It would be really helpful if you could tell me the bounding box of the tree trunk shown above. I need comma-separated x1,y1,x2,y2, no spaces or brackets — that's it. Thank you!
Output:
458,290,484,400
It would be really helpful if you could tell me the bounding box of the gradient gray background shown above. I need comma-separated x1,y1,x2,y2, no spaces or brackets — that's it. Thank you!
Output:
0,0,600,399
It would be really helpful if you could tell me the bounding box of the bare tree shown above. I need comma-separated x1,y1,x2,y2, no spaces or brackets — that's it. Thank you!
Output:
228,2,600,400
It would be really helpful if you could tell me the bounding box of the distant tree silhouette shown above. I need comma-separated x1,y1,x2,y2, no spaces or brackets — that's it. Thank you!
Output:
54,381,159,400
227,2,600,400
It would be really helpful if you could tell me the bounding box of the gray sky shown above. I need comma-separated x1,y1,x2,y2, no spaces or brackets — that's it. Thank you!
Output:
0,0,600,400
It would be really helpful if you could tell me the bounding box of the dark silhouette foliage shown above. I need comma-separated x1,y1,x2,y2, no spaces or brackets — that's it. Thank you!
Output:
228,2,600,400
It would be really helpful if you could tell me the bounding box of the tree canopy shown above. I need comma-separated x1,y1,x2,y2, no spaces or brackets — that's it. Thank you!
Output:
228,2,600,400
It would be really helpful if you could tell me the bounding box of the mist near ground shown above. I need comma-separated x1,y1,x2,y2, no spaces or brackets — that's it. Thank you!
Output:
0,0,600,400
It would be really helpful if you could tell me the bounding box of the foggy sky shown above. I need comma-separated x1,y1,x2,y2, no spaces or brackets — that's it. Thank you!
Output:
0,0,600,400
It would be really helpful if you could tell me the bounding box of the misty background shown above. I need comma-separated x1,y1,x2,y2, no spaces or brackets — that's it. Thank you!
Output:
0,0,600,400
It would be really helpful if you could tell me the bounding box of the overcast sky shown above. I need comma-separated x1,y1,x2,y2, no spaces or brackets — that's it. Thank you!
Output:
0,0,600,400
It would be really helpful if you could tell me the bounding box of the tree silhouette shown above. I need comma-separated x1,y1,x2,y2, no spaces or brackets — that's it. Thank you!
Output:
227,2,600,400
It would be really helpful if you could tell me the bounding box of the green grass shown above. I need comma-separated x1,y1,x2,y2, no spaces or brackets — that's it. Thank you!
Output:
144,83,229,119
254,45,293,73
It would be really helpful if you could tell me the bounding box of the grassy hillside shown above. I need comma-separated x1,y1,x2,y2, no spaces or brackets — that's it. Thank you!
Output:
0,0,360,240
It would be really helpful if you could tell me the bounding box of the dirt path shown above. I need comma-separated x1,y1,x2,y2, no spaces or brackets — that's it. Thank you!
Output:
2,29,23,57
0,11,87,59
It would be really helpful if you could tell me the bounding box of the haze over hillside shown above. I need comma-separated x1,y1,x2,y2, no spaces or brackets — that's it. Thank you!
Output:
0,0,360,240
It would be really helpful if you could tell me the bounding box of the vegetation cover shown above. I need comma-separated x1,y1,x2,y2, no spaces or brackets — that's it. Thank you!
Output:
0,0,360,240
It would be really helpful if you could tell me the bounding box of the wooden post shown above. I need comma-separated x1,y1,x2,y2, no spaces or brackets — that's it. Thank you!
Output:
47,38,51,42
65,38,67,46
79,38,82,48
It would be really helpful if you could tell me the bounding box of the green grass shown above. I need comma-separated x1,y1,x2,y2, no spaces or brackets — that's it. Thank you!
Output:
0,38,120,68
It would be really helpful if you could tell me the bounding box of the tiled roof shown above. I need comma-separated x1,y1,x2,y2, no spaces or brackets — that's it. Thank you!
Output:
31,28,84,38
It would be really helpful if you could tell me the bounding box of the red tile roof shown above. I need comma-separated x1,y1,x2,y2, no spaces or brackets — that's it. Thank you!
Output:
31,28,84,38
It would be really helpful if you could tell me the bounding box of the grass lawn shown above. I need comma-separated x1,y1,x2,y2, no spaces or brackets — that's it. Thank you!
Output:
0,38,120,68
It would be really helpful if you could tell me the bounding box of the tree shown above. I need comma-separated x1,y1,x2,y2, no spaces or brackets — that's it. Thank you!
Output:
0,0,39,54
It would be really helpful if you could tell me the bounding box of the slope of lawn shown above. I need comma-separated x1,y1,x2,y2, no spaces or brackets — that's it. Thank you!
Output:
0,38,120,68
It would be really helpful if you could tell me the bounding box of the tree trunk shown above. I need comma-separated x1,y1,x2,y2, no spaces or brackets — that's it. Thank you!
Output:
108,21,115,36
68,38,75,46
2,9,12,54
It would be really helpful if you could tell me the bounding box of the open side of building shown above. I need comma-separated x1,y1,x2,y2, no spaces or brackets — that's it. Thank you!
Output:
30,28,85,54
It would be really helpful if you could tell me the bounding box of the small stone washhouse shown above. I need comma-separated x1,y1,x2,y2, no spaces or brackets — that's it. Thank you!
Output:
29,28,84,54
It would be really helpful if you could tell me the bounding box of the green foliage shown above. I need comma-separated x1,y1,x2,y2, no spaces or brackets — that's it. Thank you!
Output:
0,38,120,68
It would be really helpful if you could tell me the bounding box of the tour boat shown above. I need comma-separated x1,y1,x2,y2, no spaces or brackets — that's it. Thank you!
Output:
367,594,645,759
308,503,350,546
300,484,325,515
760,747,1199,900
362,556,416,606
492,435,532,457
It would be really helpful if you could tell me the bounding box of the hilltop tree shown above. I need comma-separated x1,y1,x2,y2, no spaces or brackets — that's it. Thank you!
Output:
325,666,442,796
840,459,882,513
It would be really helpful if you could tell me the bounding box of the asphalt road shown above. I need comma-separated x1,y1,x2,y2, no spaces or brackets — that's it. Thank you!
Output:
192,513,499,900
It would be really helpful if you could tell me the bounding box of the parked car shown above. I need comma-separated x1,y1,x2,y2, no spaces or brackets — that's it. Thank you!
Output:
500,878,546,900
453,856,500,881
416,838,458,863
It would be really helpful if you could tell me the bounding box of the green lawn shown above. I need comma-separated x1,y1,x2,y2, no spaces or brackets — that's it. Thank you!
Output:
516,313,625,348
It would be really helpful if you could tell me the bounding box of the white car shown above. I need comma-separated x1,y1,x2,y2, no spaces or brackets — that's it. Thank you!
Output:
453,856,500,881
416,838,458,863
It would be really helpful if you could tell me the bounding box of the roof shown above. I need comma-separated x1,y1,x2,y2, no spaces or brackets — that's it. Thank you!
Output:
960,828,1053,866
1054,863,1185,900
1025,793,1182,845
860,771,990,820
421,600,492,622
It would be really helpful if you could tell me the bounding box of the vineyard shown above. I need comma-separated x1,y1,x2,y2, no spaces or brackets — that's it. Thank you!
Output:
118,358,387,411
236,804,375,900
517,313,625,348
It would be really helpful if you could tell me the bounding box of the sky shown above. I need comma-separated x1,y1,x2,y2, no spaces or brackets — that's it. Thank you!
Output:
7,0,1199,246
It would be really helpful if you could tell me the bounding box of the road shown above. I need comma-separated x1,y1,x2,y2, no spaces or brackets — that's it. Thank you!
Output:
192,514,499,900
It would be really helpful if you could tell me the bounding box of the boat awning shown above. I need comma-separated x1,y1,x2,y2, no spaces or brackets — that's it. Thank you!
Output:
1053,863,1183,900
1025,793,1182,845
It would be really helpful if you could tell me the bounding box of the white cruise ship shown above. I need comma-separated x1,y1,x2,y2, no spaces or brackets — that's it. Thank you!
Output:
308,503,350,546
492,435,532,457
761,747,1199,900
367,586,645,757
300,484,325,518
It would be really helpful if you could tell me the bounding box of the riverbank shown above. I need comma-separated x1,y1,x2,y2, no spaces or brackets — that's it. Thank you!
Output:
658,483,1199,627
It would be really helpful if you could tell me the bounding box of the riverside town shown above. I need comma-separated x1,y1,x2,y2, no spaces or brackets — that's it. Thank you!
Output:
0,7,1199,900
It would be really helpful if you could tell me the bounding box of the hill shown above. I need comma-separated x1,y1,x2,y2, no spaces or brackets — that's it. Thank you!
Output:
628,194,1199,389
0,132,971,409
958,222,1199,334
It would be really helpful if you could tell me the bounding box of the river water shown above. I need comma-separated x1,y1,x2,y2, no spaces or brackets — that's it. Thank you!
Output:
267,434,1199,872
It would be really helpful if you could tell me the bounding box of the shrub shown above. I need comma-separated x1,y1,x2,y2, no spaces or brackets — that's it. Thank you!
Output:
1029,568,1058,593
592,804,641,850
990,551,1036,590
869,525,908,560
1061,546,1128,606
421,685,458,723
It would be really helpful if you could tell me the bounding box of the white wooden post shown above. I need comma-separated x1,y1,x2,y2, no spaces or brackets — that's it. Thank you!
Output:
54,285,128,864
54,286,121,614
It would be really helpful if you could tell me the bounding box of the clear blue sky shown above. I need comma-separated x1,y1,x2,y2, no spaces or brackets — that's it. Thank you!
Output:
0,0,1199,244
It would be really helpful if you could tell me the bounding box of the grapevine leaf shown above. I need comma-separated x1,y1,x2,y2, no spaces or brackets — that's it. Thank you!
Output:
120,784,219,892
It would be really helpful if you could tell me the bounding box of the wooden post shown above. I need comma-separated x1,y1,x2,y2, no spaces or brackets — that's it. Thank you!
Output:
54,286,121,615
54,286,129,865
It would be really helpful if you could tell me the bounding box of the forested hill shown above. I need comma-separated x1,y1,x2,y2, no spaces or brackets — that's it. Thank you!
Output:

— WHAT IS ASKED —
Please copy out everything in the data above from the line containing "of the hilltop" down to the line containing "7,0,1199,246", both ends included, keeping the requests as they are and adding 75 to every coordinate in the answers.

— ANSWER TO THE PROBLEM —
It would be really helpful if you could tell me the bounding box of the hilltop tree shown above. I need comma-separated x1,y1,x2,y2, no spaces or brackets — that's it. Thank you!
Output:
400,741,517,871
915,534,957,588
It would be really helpful if you could tell me the bounding box of the asphalt road shown above. I need comma-separated x1,y1,x2,y2, no spaces or brackets — that's it. Thank you!
Output:
267,588,574,975
It would be really helpful if you could tell me the bounding box of the parked car shown above. I need comma-separated x1,y1,x2,y2, no spaces or brackets — that's it. Thank you!
Output:
575,953,621,975
528,931,575,956
491,913,533,938
It would be really helpful if you could tell me the bounding box of the green lawn shown above. I need comma-separated x1,y1,x2,y2, no spaces or brackets — that's it. Thank you!
Output:
591,388,700,423
It would be really helpful if you could tell me the bounding box of the white car shown above. I need comma-separated x1,y1,x2,y2, no spaces or brackets — that's it. Thank you!
Output:
528,931,575,956
491,913,533,938
It would be really helpful if you could tell me the bounding box of the roof shown above. I need comma-separated x1,y1,x2,y2, no spaces or brackets — that's it. Thank you!
Output:
1035,903,1128,941
1129,938,1260,975
1100,868,1257,920
935,846,1065,895
496,675,567,697
It would be really helpful if you could tell me the bounding box of the vineyard shown above. I need comma-separated x1,y1,x2,y2, no spaces or brackets — that's it. Thank you!
Output:
193,433,462,486
311,879,450,975
592,388,700,423
It would be really helpful if you could tell me the bounding box of the sky shown above. I need comma-separated x1,y1,x2,y2, no spaces or brackets — that's it. Thank you!
Output:
82,75,1274,321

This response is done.